GOAL 1
Please check each statement against the excerpt on an EU regional green bank and answer yes or no, quoting the words from the excerpt that settle it. (a) The IEA's analysis puts the EU share of renewables in electricity at almost 55% by 2027. (b) The bank would offer 0% interest loans whenever its own access to capital is free. (c) Aggregating smaller projects is named among the bank's long-term goals.
GOAL 2
Pick up the excerpt on an EU regional green bank after its final sentence and write the next few sentences.

EXCERPT TO READ
==========

Would a subsidy support scheme be a blatant breach of WTO rules? With the WTO at a deadlock, a critical legislative gap in EU trade and competition rules, and national subsidy support schemes across countries and regions, notably in the US and China, “Buy European” seems the least problem that EU trade lawyers and diplomats would be called to solve during the current energy and inflation crisis, beyond the IPCEI. To this end, the recently agreed EU Carbon Border Adjustment Mechanism is a positive advancement to facilitate a level playing field and minimise carbon leakage from non-EU countries.
Is an EU Regional Green Bank ready to be born?
A well-designed regional green bank would be able to tackle the liquidity and justice paradoxes of the European Green Deal, among other achievements, while partaking in a European IRA response, as President von der Leyen has wished. A focus on renewables is key to bridging the climate financing gap and deliver on EU targets. While the IEA’s analysis on the share of renewables in electricity expands to almost 55% by 2027 in the EU, this achievement would be well below the 69% set for the REPowerEU plan.
A foreseeable REG-Bank would increase the availability of capital rather than subsidise projects. Among medium-term goals, the Bank can aggregate smaller projects, such as in the community solar space, to make them palatable to traditional financiers. Among long-term goals, having built credibility through a successful portfolio, the Bank would support the financing of the most promising, but still risky, clean energy technologies (e.g., green hydrogen) in light of their contribution to energy justice. My recommendation is to pursue self-sufficiency immediately, after the initial access to capital at zero cost. The Green Bank would thus charge for loans as opposed to providing 0% interest loans even when access to capital for the REG-Bank is free. Accordingly, the Bank can finance, rather than subsidise, clean energy projects and lever more funds to be able to keep its programs running for several years and crowd in private capital.

==========

RECORDS SUPPLIED
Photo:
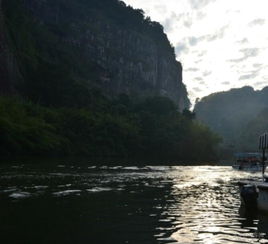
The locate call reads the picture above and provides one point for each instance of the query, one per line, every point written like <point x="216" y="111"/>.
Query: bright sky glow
<point x="222" y="44"/>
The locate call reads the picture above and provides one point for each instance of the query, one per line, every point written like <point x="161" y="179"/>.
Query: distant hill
<point x="63" y="52"/>
<point x="238" y="115"/>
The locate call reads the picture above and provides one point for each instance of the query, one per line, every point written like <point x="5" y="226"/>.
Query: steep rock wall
<point x="115" y="57"/>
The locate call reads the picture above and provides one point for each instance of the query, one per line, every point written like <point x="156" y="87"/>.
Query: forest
<point x="59" y="108"/>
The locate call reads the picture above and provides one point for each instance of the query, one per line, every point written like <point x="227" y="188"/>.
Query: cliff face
<point x="102" y="44"/>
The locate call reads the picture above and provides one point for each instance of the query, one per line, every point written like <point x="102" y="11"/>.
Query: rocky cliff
<point x="97" y="44"/>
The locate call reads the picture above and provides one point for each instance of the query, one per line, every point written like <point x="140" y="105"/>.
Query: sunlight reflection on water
<point x="183" y="204"/>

==========

OUTPUT 1
(a) Yes: "the IEA’s analysis on the share of renewables in electricity expands to almost 55% by 2027 in the EU"
(b) No: "The Green Bank would thus charge for loans as opposed to providing 0% interest loans even when access to capital for the REG-Bank is free."
(c) No: "Among medium-term goals, the Bank can aggregate smaller projects"

OUTPUT 2
Priorities for its first five years
Among priorities in its first five years, the Bank should focus on residential and commercial programs, which are often smaller and less palatable to traditional financers than utility scale projects. Moreover, utility scale projects may fall short of providing energy justice because their benefits are reaped only by customers connected to the centralised grid. Conversely, there is growing evidence that high levels of renewable energy penetration in micro, decentralised grids are technically feasible, and needed for the attainment of a cost-efficient energy system able to meet the ambitious climate mitigation goals in line with the Paris Agreement and the EU regulatory frameworks, notably on prosumers and renewable energy communities.
In terms of the lifecycle of the Green Bank, notably deal structure, the measures of financial support that the Bank offers can be: credit enhancement, project aggregation, and securitisation. Credit enhancement can be provided, among other forms, through debt service reserves to cover potential delayed or defaulted payments on a debt instrument (e.g., a loan). In this way, households and firms in underserved communities, which often have a low credit profile, may be eligible to participate in programs funded by the Green Bank and be part of energy justice solutions.
Because the Green Bank would support projects that bring some types of environmental benefits to the EU, the Green Bank would work especially with CDFIs (Community Development Finance Institutions) and local banks, which usually have an advanced understanding of the local entrepreneurial ecosystem and can weave synergies with national financiers, nonprofits, and foundations. The Green Bank can work with municipalities for the required energy transitions in cities. Green bonds, such as the EU green bonds, provide another source of new clean energy funding.
Where can the REG Bank be established? Two success cases suggest this can happen within an energy and environment authority. The US first-in-the-nation green bank, the Connecticut (CT)’s Green Bank, was established in 2011 in the CT Department of Energy and Environmental Protection and the New York Green Bank was established in the NY State Energy Research and Development Authority. Rather than duplicating the efforts and workings of the EU’s financial arms, notably the EIB, the REG Bank could be established within authorities that are already concerned with environmental, energy, and justice considerations, such as the European Environmental Agency in Copenhagen, with a strengthening of personnel’s skills in clean energy, including gender-lens financing.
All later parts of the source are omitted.